Encephalitis is defined as inflammation of the brain parenchyma associated with neurological dysfunction such as altered state of consciousness, seizures, personality changes, cranial nerve palsies, speech problems, and motor and sensory deficits. It is the result of direct inflammation of the brain tissue, as opposed to the inflammation of the meninges (meningitis), and can be the result of infectious or non-infectious causes. An aetiological agent is only identified in around 50% of cases.
Causes
- Viral infections
- Viruses are the main cause of encephalitis, with herpes virus being the most common group of viruses identified.
- Bacterial infections
- Fungal infections
- Parasitic infections
- Para-infectious
- Acute disseminated encephalomyelitis (ADEM)
- Acute haemorrhagic leukoencephalitis
- Bickerstaff's encephalitis
- Rasmussen's encephalitis
- Prion disease
- Creutzfeldt-Jakob disease
- Paraneoplastic (autoimmune) syndromes
- Anti-N-methyl-D-aspartate (NMDA) receptor encephalitis
- Anti-gamma-aminobutyric acid receptor encephalitis
- Encephalomyelitis
- Anti-voltage-gated potassium channel antibody-associated limbic encephalitis/brainstem encephalitis.
Clinical features
- Encephalitis is caused by a heterogeneous group of pathogens, but presents with a near-uniform neurological dysfunction.
- Altered mental status ranging from mild lethargy to profound coma can be seen.
- Cognitive behavioural issues frequently occur, and these include: altered personality, withdrawal, inability to make decisions, akinetic mutism, bizarre behaviour, memory problems, and an amnesic state.
- Seizures of all varieties occur; complex partial seizures are most commonly seen.
- Focal neurological signs (e.g. aphasia, visual disturbances, cranial nerve deficits, lateralised motor weakness, ataxia, tremors, myoclonus, paraplegia, and generalised weakness) are also presenting features.
- Signs of meningoencephalitis (e.g. headache, photophobia, neck stiffness) are present in patients with meningeal inflammation.
- Symptoms and signs of a systemic illness, such as fever or upper respiratory or gastrointestinal symptoms, may precede or occur concurrently with the other presenting features.
Differential diagnosis
- Aseptic/bacterial/fungal meningitis
- Encephalopathy (toxic/metabolic)
- Status epilepticus
- CNS vasculitis
- Malignant hypertension
- Intracranial tumours and cysts
- Neurosarcoidosis
- Systemic lupus erythematosus (SLE)
- Intracranial bleed
- Traumatic brain injury
- Ischaemic stroke
Investigations
A lumbar puncture is always recommended as long as there is no contraindication, and 2 out of the following 4 symptoms are present: fever, headaches, altered mental status of unknown aetiology, meningism.
The main differential to distinguish is encephalopathy secondary to metabolic or toxic disturbances. Once a primary central nervous system disease is diagnosed, the diagnostic approach is geared towards determining the aetiology and appropriate therapy (i.e. finding the appropriate antiviral or antibacterial agents versus immunotherapy).

Segmentation mask data:
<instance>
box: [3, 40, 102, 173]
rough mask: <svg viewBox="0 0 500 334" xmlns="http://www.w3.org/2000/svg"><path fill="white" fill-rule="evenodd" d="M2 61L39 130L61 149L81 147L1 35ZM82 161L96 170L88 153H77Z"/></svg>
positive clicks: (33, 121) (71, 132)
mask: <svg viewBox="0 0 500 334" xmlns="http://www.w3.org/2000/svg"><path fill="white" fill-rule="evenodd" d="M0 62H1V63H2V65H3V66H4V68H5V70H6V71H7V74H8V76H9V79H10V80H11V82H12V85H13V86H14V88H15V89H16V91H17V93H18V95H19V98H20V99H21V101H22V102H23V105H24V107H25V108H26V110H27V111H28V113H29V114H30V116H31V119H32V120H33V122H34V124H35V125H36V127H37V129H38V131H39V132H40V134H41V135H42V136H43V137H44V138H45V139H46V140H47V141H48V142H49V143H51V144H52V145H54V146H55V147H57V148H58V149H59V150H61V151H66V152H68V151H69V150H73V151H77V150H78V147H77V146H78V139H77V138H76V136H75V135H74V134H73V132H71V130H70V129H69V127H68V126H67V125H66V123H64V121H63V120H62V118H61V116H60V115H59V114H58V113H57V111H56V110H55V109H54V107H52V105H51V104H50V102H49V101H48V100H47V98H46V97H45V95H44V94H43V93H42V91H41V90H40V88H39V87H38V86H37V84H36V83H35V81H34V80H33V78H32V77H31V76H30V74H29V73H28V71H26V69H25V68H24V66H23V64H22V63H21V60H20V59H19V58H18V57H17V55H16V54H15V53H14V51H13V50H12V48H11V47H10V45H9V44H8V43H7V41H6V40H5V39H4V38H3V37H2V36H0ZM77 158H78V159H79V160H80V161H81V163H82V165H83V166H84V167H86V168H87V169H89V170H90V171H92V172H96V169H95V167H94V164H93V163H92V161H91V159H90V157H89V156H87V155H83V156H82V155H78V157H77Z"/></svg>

PROBLEMS AND TASKS
**1.** Write out a verbatim passage from the encephalitis text, beginning at the words "- Cognitive behavioural" and ending after the words "with meningeal inflammation.".
**2.** Continue the encephalitis text from the point where it stops.

ANSWERS GIVEN
**1.**
- Cognitive behavioural issues frequently occur, and these include: altered personality, withdrawal, inability to make decisions, akinetic mutism, bizarre behaviour, memory problems, and an amnesic state.
- Seizures of all varieties occur; complex partial seizures are most commonly seen.
- Focal neurological signs (e.g. aphasia, visual disturbances, cranial nerve deficits, lateralised motor weakness, ataxia, tremors, myoclonus, paraplegia, and generalised weakness) are also presenting features.
- Signs of meningoencephalitis (e.g. headache, photophobia, neck stiffness) are present in patients with meningeal inflammation.

**2.**
Routine investigations in all patients should include:
- Cerebrospinal fluid (CSF)
- Opening pressure
- Cell count
- Protein
- Glucose
- Gram stain
- Bacterial culture
- Herpes simplex virus-1/2 polymerase chain reaction (PCR)
- Enterovirus PCR
- Hold for further testing.
- Serum:
- FBC
- Serum electrolytes/liver function test
- Blood cultures
- Hold for further testing.
- Imaging:
- Chest x-ray
- Neuroimaging (MRI is the study of choice).
- Electroencephalogram (all patients with a persistent altered mental status or seizures)
Further investigations are required for specific groups.
Management
- This is a medical emergency; hence, management consists of basic resuscitation measures ensuring adequacy of the airway, breathing, and circulation, and empirical antiviral therapy in cases of suspected viral encephalitis concurrently with diagnostic steps.
- Prompt isolation is required for all forms of encephalitis until the aetiology is determined.
- Aetiology is often unknown, and therefore no specific treatment options exist for the majority of cases. However, for cases where a diagnosis is reasonably certain, treatment is directed towards the underlying offending agent if available.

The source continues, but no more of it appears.